▶ [WHAT TO DO]
Output the data in full and exactly as presented.

▶ [MATERIALS PROVIDED]
···

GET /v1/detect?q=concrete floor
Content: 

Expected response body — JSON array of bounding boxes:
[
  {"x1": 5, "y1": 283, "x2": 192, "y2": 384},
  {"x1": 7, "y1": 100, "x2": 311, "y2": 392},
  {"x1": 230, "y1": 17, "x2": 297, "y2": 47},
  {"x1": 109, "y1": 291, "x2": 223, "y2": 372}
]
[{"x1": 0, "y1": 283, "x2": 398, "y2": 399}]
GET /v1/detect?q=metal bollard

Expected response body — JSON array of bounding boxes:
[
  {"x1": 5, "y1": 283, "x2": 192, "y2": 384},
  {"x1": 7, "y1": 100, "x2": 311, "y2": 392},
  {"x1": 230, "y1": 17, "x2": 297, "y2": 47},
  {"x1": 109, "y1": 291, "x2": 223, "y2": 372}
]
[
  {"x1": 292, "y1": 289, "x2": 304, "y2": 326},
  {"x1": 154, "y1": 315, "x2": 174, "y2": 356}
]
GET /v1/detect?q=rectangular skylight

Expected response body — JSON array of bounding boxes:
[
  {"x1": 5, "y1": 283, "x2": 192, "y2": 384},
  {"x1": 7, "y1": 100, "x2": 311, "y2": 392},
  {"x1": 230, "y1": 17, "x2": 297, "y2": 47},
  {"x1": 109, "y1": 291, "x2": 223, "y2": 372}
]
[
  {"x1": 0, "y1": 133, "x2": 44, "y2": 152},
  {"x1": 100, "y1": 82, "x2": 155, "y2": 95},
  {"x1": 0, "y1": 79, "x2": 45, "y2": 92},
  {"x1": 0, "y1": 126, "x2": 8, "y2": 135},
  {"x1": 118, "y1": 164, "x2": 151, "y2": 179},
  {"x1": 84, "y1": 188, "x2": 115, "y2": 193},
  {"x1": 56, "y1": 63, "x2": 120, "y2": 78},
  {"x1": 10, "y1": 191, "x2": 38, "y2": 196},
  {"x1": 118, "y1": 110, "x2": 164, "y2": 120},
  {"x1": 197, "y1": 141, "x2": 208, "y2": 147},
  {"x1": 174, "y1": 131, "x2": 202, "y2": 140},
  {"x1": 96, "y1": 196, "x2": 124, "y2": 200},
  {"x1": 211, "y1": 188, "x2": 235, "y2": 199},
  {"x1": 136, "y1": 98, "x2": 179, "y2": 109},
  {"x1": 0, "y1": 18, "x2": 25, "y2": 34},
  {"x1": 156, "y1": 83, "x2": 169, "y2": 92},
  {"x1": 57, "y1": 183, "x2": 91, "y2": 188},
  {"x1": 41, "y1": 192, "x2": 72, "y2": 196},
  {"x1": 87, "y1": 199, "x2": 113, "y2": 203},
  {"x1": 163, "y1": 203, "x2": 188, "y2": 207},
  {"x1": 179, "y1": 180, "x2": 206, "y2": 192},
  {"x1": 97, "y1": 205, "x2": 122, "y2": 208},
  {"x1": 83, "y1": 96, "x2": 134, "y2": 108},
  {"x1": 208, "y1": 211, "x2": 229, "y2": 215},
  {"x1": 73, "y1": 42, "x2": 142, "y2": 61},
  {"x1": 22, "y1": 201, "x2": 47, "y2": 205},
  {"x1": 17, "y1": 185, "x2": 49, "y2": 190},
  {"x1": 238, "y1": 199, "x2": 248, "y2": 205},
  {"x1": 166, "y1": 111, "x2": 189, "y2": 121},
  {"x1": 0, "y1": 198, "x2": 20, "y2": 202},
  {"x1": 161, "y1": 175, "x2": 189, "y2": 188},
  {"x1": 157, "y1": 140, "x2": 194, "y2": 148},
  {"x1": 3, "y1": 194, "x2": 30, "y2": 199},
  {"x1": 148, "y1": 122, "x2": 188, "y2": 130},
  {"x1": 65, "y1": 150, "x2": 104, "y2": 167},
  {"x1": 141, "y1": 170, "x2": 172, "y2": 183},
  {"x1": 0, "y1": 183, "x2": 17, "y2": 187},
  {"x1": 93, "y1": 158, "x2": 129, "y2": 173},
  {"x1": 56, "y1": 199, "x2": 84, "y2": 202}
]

···

▶ [EXERCISE ANSWER]
GET /v1/detect?q=concrete floor
Content: 

Expected response body — JSON array of bounding boxes:
[
  {"x1": 5, "y1": 283, "x2": 192, "y2": 384},
  {"x1": 7, "y1": 100, "x2": 311, "y2": 392},
  {"x1": 230, "y1": 17, "x2": 297, "y2": 47},
  {"x1": 109, "y1": 291, "x2": 223, "y2": 372}
]
[{"x1": 0, "y1": 283, "x2": 398, "y2": 399}]
GET /v1/detect?q=metal bollard

Expected response body — JSON array of bounding boxes:
[
  {"x1": 5, "y1": 283, "x2": 192, "y2": 384},
  {"x1": 7, "y1": 100, "x2": 311, "y2": 392},
  {"x1": 230, "y1": 17, "x2": 297, "y2": 47},
  {"x1": 109, "y1": 291, "x2": 223, "y2": 372}
]
[
  {"x1": 292, "y1": 289, "x2": 304, "y2": 326},
  {"x1": 154, "y1": 315, "x2": 174, "y2": 356}
]
GET /v1/detect?q=rectangular skylight

Expected response body — JSON array of bounding boxes:
[
  {"x1": 5, "y1": 283, "x2": 192, "y2": 384},
  {"x1": 7, "y1": 100, "x2": 311, "y2": 392},
  {"x1": 230, "y1": 17, "x2": 297, "y2": 47},
  {"x1": 109, "y1": 291, "x2": 223, "y2": 372}
]
[
  {"x1": 0, "y1": 133, "x2": 44, "y2": 152},
  {"x1": 100, "y1": 82, "x2": 155, "y2": 95},
  {"x1": 0, "y1": 79, "x2": 45, "y2": 92},
  {"x1": 0, "y1": 126, "x2": 8, "y2": 135},
  {"x1": 118, "y1": 164, "x2": 151, "y2": 179},
  {"x1": 84, "y1": 188, "x2": 115, "y2": 193},
  {"x1": 56, "y1": 63, "x2": 120, "y2": 78},
  {"x1": 10, "y1": 191, "x2": 38, "y2": 196},
  {"x1": 118, "y1": 110, "x2": 164, "y2": 120},
  {"x1": 197, "y1": 141, "x2": 208, "y2": 147},
  {"x1": 174, "y1": 131, "x2": 202, "y2": 140},
  {"x1": 96, "y1": 196, "x2": 124, "y2": 200},
  {"x1": 211, "y1": 188, "x2": 235, "y2": 199},
  {"x1": 136, "y1": 98, "x2": 179, "y2": 109},
  {"x1": 0, "y1": 18, "x2": 25, "y2": 34},
  {"x1": 156, "y1": 83, "x2": 169, "y2": 92},
  {"x1": 57, "y1": 183, "x2": 91, "y2": 188},
  {"x1": 41, "y1": 192, "x2": 72, "y2": 196},
  {"x1": 87, "y1": 199, "x2": 113, "y2": 203},
  {"x1": 163, "y1": 203, "x2": 188, "y2": 207},
  {"x1": 179, "y1": 180, "x2": 206, "y2": 192},
  {"x1": 97, "y1": 205, "x2": 122, "y2": 208},
  {"x1": 83, "y1": 96, "x2": 134, "y2": 108},
  {"x1": 208, "y1": 211, "x2": 229, "y2": 215},
  {"x1": 73, "y1": 42, "x2": 142, "y2": 61},
  {"x1": 22, "y1": 201, "x2": 47, "y2": 205},
  {"x1": 17, "y1": 185, "x2": 49, "y2": 190},
  {"x1": 238, "y1": 199, "x2": 248, "y2": 205},
  {"x1": 166, "y1": 111, "x2": 189, "y2": 121},
  {"x1": 0, "y1": 198, "x2": 20, "y2": 202},
  {"x1": 161, "y1": 175, "x2": 189, "y2": 188},
  {"x1": 157, "y1": 140, "x2": 194, "y2": 148},
  {"x1": 3, "y1": 194, "x2": 30, "y2": 199},
  {"x1": 148, "y1": 122, "x2": 188, "y2": 130},
  {"x1": 65, "y1": 150, "x2": 104, "y2": 167},
  {"x1": 141, "y1": 170, "x2": 172, "y2": 183},
  {"x1": 0, "y1": 183, "x2": 17, "y2": 187},
  {"x1": 93, "y1": 158, "x2": 129, "y2": 173},
  {"x1": 56, "y1": 199, "x2": 84, "y2": 202}
]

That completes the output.